Let us look at our actual case of 14 errors, all favorable: that data is 16,384 times more likely to happen when the popularizer (not our hypothetical Phil, but the real “science popularizer” channel with the Hyperloop video) is being deceptive than by accident.
That 16,348 sounds like a lot.5
What about the reverse case, the red area in the table?
Can someone really be this incompetent?!
Well, the general answer to that question is yes. Whenever we think “no one could possibly be that stupid,” the universe responds with “challenge accepted!”
And wins.
But sometimes we should consider the possibility that what appears to the the most complete incompetence might actually be a form of false flag: enemy action disguised as ineffectual support for a side.6
Say there’s an established technology C to provide essencial good E and investor Tom has a lot of money riding on alternative technology W, which for technical reasons isn't competitive with C. But C has some negative externalities and E is highly regulated, so there’s room for influencing the outcome via politics. (Random names, not intended to represent actual people.)
If Alex is a supporter of technology C but has no technical training, it’s in Tom’s best interest to fund Alex (possibly via a cutout) so that Alex becomes the go-to expert putatively representing the pro-technology C side, because when facing real experts in the field of E who are on the pro-technology W side, Alex will be defeated easily, creating the general impression that technology C is supported by incompetents and technology W is supported by those who know what they're talking about. In other words, Alex’s incompetence works in favor of technology W.
There's also the case when someone like Alex isn’t really on the pro-technology C side, they just pretend to be so that they can undermine that technology from inside. In PR (and espionage and special operations) this is called a false flag operation.
Our likelihood ratio analysis can be used to separate these two cases (incompetence versus false flag), essentially the mirror image of the reasoning we used above: the red area in the table shows cases when it’s more likely that the non-favorable errors (which are the majority in that area) are deliberate than accidental (again using the arbitrary LR = 20 threshold).

▸ **Source material**:
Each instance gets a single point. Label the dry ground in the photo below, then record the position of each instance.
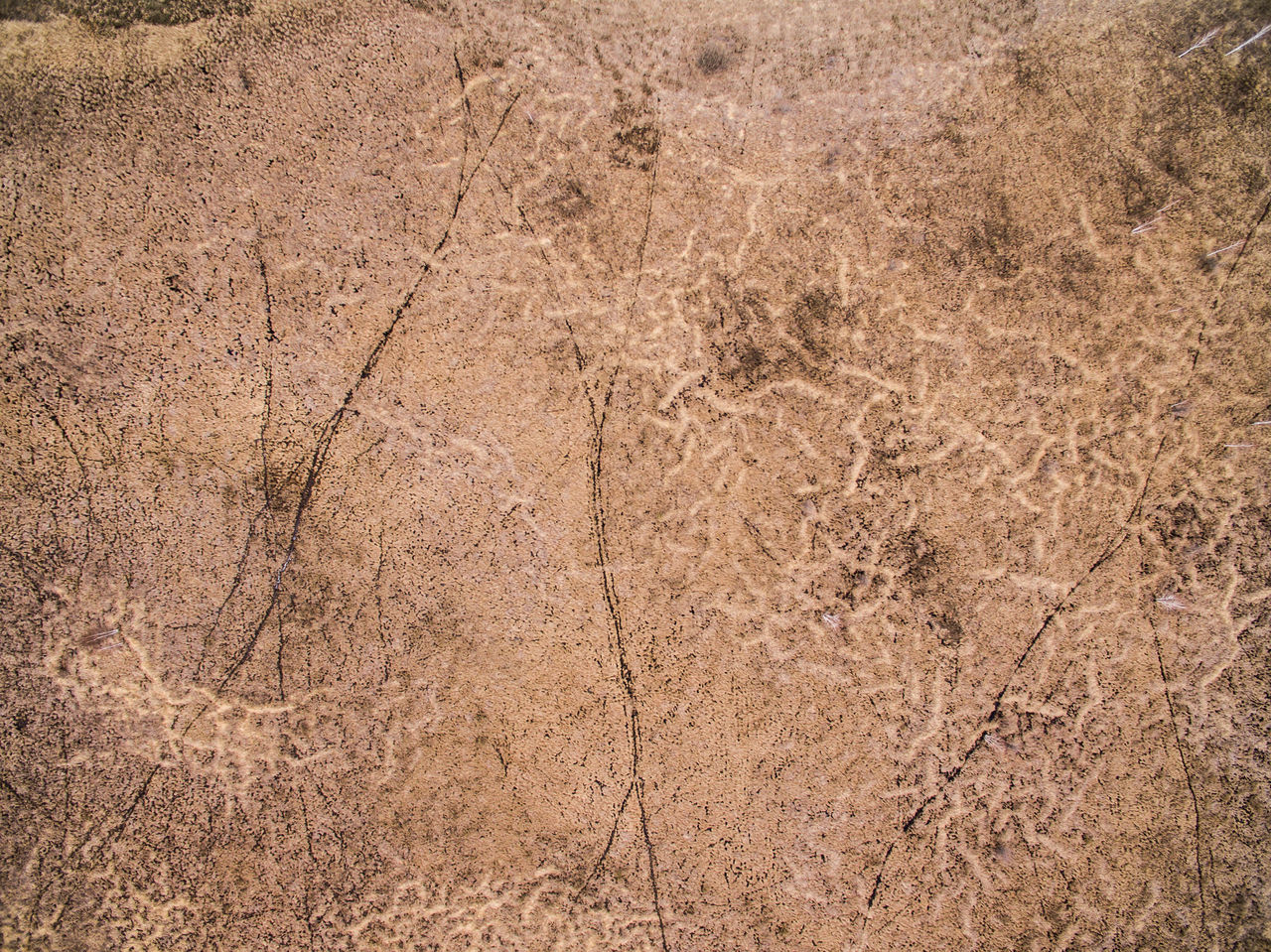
(541, 476)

▸ **The tasks**:
(A) Answer these from the passage on incompetence versus false flags:
(i) How many errors are in the actual case the passage examines, and which way do they lean?
(ii) What is it called in PR when someone only pretends to be on a side so they can undermine it from inside?
(iii) What threshold value is used for the likelihood ratio?
(B) Carry on the passage on incompetence versus false flags, starting after its final sentence.
The listing has nothing to do with the passage on incompetence versus false flags.

▸ **Task-by-task outputs**:
(A)
(i) 14 errors, all favorable.
(ii) A false flag operation.
(iii) LR = 20.

(B)
Something to ponder when we see people touted as experts undermining their own side by making error after error on media (social or mass).
In the figure the popularizer is the one with withheld identity; the busybody correcting the tweets isn’t popular.
The errors were identified by another YouTube channel, who in a video addressing them made a mistake in their response to one of the errors. (The error was still there, but the response misinterpreted a technical formula that they used to address it.) As a result, the original YouTuber made several videos attacking that one error, filled with personal attacks on the authors, including giving out personal information gleaned from one of those authors’ PhD thesis.
On a side note, none of the criticisms of the Hyperloop concept in the “science popularizer” video had any validity, mostly because they presented what are trivial engineering problems as if they were unsurmountable obstacles. There are valid criticisms of Hyperloop, mostly based on the economics of such a dedicated-infrastructure-intensive project, but those were not the errors being addressed.
Imagine that Phil is comparing two designs for a space launch system, both to be based in Cape Canaveral, but places Cape Canaveral in Michigan. That would be an error that is neutral with respect to the comparison of the flight systems, but shows geographic incompetence and illustrates how a neutral error can undermine one’s argument (how can we trust someone talking about space launch who doesn’t know where the most famous space launch base is?).
It’s arbitrary, but for frequentists that have a p-value fetish, it’s roughly equivalent to a “p<0.05” or “95% statistical significance.” The difference between LR and either of those two statements is that a likelihood ratio actually means something.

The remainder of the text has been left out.